» What you need to do
1) Print the part of the passage on Icelandic literature between "The world owes" and "of Icelandic literature.", inclusive, copying it exactly.
2) Answer these questions from the passage on Icelandic literature:
(a) What is the title of the C.D. that the stories are on?
(b) Into which two kinds of poems is the Poetic Edda divided?
(c) What is the earliest surviving Edda manuscript?

» Passage shown
##############################
The world owes a debt to Icelandic culture, not merely for the vast body of early mediaeval writings that have their own intrinsic literary worth, but also for the historical information they have preserved in this literature. They have also preserved much knowledge of pre-Christian Heathen beliefs. The stories on the "At Saga's Stream" C.D. cannot hope to even begin to represent a cross section of this body of literature, but hopefully will encourage listeners to read for themselves more of the myths, sagas and folktales of the Icelanders. To set the stories in context I will attempt a brief synopsis of the development of Icelandic literature.
The mythological stories, such as "The Necklace Brisingamen" and "The Mead of Inspiration", are taken from the Poetic, or Elder, Edda (and also from Snorri Sturluson's Prose Edda, of which more later). The Poetic Edda is divided into mythological and heroic poems. These poems were originally the product of a purely oral culture; they were composed in the poet's mind, without the use of writing and recited, transmitted and preserved by the spoken word alone. There is linguistic and literary evidence that the poems originated at a time before the settlement of Iceland. The earliest surviving Edda manuscript is the Codex Regius, probably written down about 1270, though the scholar Finnur Jonsson believed an almost complete collection to have been in existence as early as 1200 [1].
##############################
» Provided material
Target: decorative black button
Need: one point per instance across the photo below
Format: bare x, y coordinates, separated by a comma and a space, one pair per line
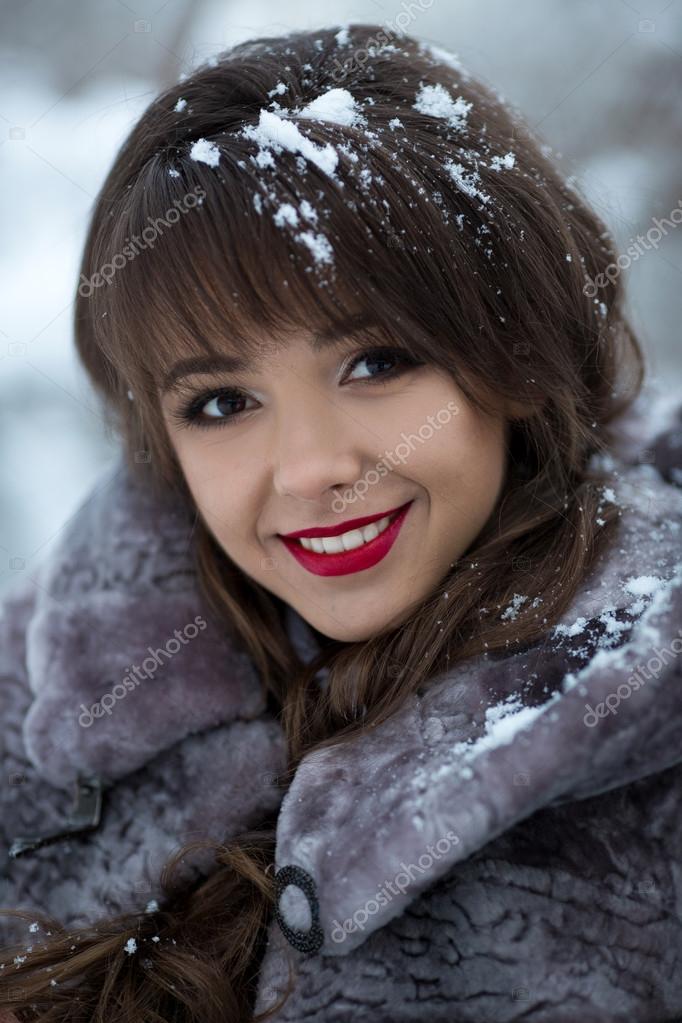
##############################
» Per-task outputs
1)
The world owes a debt to Icelandic culture, not merely for the vast body of early mediaeval writings that have their own intrinsic literary worth, but also for the historical information they have preserved in this literature. They have also preserved much knowledge of pre-Christian Heathen beliefs. The stories on the "At Saga's Stream" C.D. cannot hope to even begin to represent a cross section of this body of literature, but hopefully will encourage listeners to read for themselves more of the myths, sagas and folktales of the Icelanders. To set the stories in context I will attempt a brief synopsis of the development of Icelandic literature.

2)
(a) "At Saga's Stream"
(b) Mythological poems and heroic poems
(c) The Codex Regius